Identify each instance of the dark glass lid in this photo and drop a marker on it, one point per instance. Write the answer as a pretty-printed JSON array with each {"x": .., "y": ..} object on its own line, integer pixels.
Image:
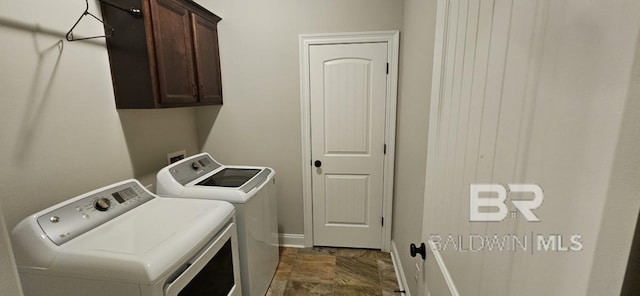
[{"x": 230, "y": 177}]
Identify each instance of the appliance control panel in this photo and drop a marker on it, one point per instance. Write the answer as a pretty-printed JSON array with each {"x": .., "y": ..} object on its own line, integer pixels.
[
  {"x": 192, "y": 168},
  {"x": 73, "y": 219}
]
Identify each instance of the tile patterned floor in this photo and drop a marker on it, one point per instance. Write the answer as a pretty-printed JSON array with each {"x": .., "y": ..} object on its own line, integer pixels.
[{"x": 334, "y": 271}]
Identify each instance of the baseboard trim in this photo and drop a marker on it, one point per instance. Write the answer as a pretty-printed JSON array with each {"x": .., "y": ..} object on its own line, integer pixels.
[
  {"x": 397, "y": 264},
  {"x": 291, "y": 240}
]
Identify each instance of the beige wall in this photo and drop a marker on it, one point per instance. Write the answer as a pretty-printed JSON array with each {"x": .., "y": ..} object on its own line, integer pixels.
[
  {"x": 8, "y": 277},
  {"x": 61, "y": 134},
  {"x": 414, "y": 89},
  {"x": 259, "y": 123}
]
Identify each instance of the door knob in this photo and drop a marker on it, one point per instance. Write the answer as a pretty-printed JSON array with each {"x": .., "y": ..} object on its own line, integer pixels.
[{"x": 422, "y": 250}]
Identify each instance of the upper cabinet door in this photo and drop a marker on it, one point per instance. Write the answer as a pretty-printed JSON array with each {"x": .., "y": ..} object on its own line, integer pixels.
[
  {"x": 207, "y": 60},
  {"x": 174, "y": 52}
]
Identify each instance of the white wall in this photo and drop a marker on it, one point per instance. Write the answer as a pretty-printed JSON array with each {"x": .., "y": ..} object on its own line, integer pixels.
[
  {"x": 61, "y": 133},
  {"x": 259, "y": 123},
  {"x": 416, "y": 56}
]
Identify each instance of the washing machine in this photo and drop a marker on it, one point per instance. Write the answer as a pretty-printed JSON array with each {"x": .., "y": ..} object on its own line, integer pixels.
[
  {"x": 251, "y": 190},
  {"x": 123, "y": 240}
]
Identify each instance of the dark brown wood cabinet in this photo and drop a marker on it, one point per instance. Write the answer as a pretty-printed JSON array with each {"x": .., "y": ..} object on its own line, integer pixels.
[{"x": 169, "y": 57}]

...

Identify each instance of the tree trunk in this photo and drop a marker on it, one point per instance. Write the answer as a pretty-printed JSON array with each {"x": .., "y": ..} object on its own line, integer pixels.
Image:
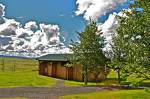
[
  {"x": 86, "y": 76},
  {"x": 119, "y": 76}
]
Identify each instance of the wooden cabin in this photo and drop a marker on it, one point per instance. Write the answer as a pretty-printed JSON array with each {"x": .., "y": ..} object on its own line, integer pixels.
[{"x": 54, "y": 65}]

Exercise directions: Count the lines in the records above that contain the word "wall", where capitalization must match. Reply with only the number.

Result of the exercise: 2